TASK DATA.
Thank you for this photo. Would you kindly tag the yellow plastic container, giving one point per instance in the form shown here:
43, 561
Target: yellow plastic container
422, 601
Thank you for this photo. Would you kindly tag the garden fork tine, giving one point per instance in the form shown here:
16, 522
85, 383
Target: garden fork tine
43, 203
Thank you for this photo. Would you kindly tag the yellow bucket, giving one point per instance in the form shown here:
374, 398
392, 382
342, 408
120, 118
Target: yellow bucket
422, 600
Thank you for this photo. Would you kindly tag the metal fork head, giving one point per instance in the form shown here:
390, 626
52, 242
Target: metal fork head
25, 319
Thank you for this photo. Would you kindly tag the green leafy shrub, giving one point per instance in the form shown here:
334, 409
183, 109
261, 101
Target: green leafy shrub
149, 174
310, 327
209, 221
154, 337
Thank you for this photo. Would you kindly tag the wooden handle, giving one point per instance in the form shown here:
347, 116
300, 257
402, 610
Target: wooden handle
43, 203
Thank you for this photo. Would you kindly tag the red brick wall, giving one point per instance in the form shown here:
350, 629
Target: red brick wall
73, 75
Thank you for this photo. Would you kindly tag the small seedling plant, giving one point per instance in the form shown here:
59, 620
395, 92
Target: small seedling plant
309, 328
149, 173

SET EXERCISE. Reproduce the material verbatim, from the line containing "Thank you for this photo. Would you kindly tag the small" up to and including its last line.

EXPECTED ANSWER.
Thank you for this photo. Would you kindly tag the small seedling plant, giving one point per instance in the form shown here:
59, 620
395, 92
Target: small seedling plant
309, 328
149, 173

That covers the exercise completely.